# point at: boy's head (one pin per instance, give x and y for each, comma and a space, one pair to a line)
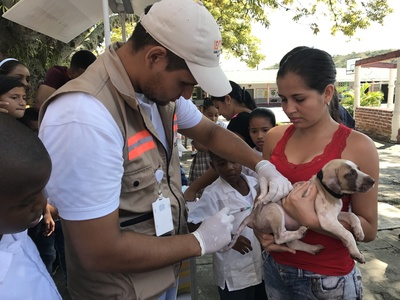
227, 170
25, 168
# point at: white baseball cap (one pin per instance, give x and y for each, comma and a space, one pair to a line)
187, 28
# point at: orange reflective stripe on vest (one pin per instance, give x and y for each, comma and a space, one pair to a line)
175, 127
140, 143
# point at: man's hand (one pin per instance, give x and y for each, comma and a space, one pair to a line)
214, 233
242, 245
273, 185
48, 222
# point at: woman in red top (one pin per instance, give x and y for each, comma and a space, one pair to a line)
305, 80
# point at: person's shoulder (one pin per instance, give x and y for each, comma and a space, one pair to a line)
57, 69
360, 140
277, 131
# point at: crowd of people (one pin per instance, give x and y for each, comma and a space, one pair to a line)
92, 177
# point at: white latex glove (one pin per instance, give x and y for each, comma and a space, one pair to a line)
214, 233
273, 186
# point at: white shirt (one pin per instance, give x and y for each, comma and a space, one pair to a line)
85, 146
22, 272
236, 270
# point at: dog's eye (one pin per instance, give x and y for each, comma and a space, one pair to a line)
352, 173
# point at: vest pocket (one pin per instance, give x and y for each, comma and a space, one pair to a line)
139, 180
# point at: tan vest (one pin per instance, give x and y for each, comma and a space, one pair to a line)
143, 154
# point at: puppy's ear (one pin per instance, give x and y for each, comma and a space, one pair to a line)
332, 183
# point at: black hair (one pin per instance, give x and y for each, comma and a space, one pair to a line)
263, 112
9, 66
140, 38
82, 60
315, 67
207, 102
334, 107
7, 83
20, 151
240, 95
30, 115
213, 155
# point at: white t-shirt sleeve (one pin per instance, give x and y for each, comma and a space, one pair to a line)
206, 207
85, 146
187, 113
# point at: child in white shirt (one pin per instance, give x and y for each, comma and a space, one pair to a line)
237, 271
24, 172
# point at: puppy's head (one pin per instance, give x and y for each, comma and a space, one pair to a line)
345, 177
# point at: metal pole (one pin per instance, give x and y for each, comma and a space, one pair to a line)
396, 109
106, 22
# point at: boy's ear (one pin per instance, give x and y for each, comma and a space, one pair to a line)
212, 164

· · · · · · ·

# Challenge:
Write out every line of the records above as a numbered list, skipping blank lines and leaving out the pictures.

# Final answer:
1. # point at: boy's head (one pin per instance, give x and y for each, comma and a space, one pair to a line)
2. 227, 170
3. 25, 168
4. # point at: white baseball cap (one pin per instance, give x and y for each, comma and a space, one pair to a line)
5. 187, 28
6. # point at: orange reflective stripe on vest (one pin per instance, give x and y for each, comma and a space, one pair to a line)
7. 175, 127
8. 140, 143
9. # point at: man's hand (one pin per instance, give x and y for each, comma and a space, one pair to a line)
10. 214, 233
11. 242, 245
12. 273, 185
13. 48, 222
14. # point at: woman in red top (one pin per instance, give x and y for each, comma and a space, one pair to a line)
15. 305, 80
16. # point at: person's shoulder (one pin per instance, give x and y for each, comma and a space, one pair to a line)
17. 57, 69
18. 360, 140
19. 277, 131
20. # point at: crowd of people (one pin per instance, give x and y for each, comma and a space, one pair to a line)
21. 92, 177
22. # point at: white latex glove (one pin per instance, give x and y for each, comma and a space, one pair to a line)
23. 214, 233
24. 273, 186
25. # point at: white shirt (one pin per instance, give x and y for each, comma and a space, one pair to a line)
26. 85, 146
27. 22, 272
28. 236, 270
29. # point at: dog's eye (one pin per instance, give x and y for each, comma and a space, one pair to a line)
30. 352, 173
31. # point at: vest pocket (one pin per instance, give x and y for each, comma and a space, one pair to a line)
32. 139, 180
33. # point at: tan vest (one pin per instance, give x and y for each, comma and a space, one pair to a line)
34. 143, 154
35. # point at: puppy's ear (one pin per instance, give x and y for each, comma and a space, one pair to a line)
36. 332, 183
37. # point at: black hair (one pin per instance, give x and y for each, comma and a space, one pair to a line)
38. 263, 112
39. 9, 66
40. 140, 38
41. 82, 60
42. 315, 67
43. 207, 102
44. 334, 107
45. 7, 83
46. 20, 151
47. 240, 95
48. 30, 115
49. 213, 155
50. # point at: white t-shirt sleeve (one pin per instance, give x and y for each, comma and a space, one pair to a line)
51. 206, 207
52. 85, 146
53. 187, 113
54. # point at: child in white shirt (one pin per instance, give x and y for each, comma and a space, one pair to a line)
55. 237, 271
56. 24, 172
57. # point at: puppy's head (one pin per instance, give x and y for each, comma and a space, one pair to a line)
58. 345, 177
59. # point at: metal pole (one pin per instance, give x and y for each, comma and a space, one pair to a line)
60. 396, 109
61. 106, 22
62. # point at: boy's ear (one pin per instance, give x and y for each, comma and a space, one pair to a line)
63. 212, 164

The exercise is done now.